## Consigne de travail 1
Répondez aux questions suivantes d'après l'extrait sur la constitution civile du clergé.
(a) De quelle date est la motion mentionnée dans l'extrait ?
(b) Quel chapitre cette motion félicite-t-elle de s'être assermenté ?
(c) Combien de temps auparavant le clergé était-il encore un corps politique, selon l'extrait ?
## Consigne de travail 2
Prolongez l'extrait sur la constitution civile du clergé à partir de sa dernière phrase.

:: Extrait ::

Malheureusement pour le cas qu'il faut faire de son orthodoxie, il ne garda pas le même silence prudent en face de la constitution civile du clergé. Il existe à la date du 2 janvier 1791 une motion où il félicite le chapitre de Saint-Genest-d'Hières de s'être assermenté. Plus tard il s'associe aux mesures que l’Assemblée croit devoir prendre contre les prêtres réfractaires (privations de traitement et le reste). Sa conscience religieuse est bornée par la constitution politique de l'État. A cent ans de distance l’on est tenté de qualifier son action d’odieuse. Il serait injuste de céder à la tentation, à moins d'oublier que six mois auparavant le clergé était un corps politique et que le gallicanisme, c’est-à-dire l’intrusion du pouvoir civil dans les affaires de l’Eglise, avait été la monnaie courante des gens religieux sous la monarchie.

:::
:: Documents fournis ::

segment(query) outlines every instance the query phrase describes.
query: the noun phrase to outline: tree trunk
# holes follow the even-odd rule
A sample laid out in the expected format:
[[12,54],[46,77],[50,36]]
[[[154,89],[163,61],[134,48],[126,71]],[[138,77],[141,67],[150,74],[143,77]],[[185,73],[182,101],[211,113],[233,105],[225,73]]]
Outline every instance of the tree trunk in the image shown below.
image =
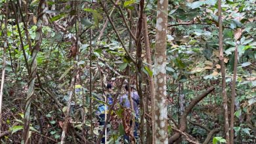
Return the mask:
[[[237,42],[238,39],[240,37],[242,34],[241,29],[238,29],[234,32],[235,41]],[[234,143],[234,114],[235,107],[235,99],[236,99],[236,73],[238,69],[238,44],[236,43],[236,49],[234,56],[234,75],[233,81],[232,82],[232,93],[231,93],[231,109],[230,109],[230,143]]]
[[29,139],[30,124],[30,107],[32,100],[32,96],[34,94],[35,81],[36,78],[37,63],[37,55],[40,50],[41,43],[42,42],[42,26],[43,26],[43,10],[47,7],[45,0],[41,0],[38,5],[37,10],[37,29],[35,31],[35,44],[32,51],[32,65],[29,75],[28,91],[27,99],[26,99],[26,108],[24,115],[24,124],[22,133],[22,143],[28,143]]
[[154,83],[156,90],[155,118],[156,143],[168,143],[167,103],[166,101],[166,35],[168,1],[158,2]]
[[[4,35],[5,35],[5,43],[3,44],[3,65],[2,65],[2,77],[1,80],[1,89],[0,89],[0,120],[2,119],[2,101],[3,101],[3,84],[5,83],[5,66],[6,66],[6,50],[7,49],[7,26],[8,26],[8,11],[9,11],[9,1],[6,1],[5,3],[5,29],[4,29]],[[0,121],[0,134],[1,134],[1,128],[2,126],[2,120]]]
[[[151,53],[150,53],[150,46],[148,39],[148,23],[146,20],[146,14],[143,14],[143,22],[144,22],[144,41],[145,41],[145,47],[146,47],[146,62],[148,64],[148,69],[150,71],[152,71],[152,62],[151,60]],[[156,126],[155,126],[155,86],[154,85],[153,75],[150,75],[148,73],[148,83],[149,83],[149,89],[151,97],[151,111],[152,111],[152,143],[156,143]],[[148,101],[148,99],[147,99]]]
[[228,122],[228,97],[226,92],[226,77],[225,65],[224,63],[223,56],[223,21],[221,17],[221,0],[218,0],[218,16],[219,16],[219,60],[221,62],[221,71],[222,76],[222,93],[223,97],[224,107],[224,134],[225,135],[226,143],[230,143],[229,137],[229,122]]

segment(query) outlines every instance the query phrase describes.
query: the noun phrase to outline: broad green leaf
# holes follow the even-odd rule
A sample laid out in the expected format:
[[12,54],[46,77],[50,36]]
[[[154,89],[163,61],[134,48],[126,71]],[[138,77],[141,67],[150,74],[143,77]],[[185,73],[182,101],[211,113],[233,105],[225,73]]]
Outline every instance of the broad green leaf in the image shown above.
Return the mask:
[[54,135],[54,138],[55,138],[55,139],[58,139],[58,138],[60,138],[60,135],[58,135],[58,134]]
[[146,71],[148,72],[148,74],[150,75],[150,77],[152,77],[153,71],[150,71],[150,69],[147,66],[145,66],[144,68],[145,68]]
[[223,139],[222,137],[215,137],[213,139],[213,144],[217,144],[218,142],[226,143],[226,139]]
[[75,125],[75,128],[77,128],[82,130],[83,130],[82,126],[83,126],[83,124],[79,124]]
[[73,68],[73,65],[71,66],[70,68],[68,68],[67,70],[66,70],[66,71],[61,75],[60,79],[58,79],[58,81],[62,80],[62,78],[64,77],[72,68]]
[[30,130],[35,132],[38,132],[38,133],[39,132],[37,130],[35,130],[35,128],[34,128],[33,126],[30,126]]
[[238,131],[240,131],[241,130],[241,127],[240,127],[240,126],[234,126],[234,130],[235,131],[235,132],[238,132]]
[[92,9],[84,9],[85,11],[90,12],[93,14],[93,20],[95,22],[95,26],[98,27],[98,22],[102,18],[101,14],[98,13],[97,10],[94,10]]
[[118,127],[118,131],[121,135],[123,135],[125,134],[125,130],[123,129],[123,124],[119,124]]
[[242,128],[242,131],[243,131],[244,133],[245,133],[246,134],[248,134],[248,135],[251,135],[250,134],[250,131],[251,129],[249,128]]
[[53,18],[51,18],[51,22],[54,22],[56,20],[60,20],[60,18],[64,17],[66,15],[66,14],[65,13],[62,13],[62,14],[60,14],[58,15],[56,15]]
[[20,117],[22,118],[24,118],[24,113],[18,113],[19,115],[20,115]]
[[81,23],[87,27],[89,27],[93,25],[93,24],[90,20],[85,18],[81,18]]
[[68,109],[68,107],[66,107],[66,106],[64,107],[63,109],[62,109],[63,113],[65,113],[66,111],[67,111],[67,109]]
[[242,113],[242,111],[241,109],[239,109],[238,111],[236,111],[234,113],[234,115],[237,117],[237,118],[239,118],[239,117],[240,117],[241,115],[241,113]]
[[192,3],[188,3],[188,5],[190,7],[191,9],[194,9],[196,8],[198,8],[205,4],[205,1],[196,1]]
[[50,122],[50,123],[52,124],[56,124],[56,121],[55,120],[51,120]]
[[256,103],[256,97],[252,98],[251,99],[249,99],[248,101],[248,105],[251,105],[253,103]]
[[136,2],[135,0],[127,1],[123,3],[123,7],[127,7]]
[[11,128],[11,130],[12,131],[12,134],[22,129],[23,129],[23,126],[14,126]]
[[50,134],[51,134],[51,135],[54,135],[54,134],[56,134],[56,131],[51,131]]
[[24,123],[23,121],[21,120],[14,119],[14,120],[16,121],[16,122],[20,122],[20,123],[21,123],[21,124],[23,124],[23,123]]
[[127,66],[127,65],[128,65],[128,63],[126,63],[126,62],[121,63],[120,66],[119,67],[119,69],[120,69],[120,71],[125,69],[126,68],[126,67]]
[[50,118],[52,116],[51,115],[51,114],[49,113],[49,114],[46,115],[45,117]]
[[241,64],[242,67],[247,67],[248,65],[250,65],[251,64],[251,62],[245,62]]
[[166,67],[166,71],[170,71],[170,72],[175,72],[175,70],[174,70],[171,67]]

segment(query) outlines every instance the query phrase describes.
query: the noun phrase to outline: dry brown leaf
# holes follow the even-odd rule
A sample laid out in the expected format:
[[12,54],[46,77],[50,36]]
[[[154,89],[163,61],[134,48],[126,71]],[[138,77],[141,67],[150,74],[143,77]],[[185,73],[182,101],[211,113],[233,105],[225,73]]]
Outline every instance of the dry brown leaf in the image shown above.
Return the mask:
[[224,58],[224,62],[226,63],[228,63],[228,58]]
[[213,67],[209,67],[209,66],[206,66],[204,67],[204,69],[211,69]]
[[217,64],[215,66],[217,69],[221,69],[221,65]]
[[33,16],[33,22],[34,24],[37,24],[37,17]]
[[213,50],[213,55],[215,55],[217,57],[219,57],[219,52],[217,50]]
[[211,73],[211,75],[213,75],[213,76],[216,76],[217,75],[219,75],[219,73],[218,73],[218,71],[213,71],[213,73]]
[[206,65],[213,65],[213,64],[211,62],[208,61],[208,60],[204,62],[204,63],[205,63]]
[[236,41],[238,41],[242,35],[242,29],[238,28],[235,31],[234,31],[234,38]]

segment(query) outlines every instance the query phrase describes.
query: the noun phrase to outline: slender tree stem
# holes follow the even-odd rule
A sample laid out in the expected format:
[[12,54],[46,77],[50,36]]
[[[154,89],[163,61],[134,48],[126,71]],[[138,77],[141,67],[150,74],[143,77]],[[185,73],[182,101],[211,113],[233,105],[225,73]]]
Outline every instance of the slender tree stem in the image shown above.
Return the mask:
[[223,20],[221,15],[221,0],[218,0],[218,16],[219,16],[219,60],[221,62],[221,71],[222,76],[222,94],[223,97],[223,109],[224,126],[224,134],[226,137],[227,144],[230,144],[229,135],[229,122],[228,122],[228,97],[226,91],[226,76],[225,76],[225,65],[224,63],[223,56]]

:::

## Corrigé de l'exercice 1
(a) Du 2 janvier 1791.
(b) Le chapitre de Saint-Genest-d'Hières.
(c) Six mois auparavant.

## Corrigé de l'exercice 2
(1) 346 voix contre 368 repoussèrent la motion. (Moniteur universel du 2 au 3 novembre 1789.) — Or, les membres du clergé étaient au nombre de 308. — Si l’on suppose, comme cela est vraisemblable, que le clergé presque entier ait voté contre ce que ses chefs appelaient « son dépouillement », il est facile de calculer qu’une trentaine de membres au plus de l’ordre de la noblesse repoussérent la molion de Talleyrand.